* _Assigned task_:
From the listing below, copy out every line where the word "blue" appears.

* _Task input_:

———

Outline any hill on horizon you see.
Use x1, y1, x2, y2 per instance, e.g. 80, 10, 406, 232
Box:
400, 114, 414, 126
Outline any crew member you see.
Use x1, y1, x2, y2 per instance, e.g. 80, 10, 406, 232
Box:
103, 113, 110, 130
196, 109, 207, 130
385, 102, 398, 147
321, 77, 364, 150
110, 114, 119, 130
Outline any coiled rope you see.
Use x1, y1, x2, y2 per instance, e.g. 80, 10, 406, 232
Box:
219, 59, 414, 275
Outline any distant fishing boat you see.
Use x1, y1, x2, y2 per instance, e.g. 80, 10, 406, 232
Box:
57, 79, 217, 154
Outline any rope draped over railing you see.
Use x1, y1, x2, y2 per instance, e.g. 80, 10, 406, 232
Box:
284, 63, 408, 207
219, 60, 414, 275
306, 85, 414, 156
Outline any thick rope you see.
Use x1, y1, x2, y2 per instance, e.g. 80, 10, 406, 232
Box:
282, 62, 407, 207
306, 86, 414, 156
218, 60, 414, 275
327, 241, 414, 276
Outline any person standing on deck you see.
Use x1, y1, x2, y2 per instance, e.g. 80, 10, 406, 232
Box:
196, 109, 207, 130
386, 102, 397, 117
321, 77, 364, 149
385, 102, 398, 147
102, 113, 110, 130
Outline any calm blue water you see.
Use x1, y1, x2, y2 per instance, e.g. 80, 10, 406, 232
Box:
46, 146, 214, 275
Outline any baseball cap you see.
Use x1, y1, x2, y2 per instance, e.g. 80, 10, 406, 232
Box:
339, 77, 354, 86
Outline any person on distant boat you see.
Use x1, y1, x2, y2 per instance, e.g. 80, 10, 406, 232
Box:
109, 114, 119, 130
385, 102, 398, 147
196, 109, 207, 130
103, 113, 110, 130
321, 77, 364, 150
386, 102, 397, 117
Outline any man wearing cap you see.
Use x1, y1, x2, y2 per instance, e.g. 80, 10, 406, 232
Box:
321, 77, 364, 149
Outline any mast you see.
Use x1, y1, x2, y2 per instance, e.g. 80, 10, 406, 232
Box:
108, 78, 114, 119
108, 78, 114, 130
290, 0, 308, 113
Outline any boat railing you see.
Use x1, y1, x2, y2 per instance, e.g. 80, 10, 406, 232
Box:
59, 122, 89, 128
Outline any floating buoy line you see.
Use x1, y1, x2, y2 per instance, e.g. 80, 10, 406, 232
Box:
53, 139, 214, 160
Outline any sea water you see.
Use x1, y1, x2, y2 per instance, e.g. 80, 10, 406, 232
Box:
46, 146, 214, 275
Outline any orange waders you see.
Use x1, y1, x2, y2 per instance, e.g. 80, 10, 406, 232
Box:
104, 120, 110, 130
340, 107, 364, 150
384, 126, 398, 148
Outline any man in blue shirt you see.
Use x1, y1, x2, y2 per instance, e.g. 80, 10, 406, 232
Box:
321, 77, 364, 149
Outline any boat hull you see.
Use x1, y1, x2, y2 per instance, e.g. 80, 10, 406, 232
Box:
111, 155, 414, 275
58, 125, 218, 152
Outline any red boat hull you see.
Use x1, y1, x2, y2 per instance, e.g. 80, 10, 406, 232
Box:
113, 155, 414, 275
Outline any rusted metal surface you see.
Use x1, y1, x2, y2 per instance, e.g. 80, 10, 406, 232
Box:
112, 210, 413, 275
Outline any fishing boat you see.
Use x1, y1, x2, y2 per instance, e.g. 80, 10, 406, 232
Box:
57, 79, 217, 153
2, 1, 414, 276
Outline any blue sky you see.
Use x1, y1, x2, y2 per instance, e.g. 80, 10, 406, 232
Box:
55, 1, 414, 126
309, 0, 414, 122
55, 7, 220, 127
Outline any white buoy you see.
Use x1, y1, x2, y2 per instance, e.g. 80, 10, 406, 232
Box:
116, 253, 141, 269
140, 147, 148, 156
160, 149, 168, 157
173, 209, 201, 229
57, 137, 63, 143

———

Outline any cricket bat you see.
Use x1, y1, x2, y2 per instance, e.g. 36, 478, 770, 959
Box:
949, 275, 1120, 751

———

* _Exercise response_:
Outline any calm blue water you see.
Outline any man in blue shirt you see.
Outline any blue sky you see.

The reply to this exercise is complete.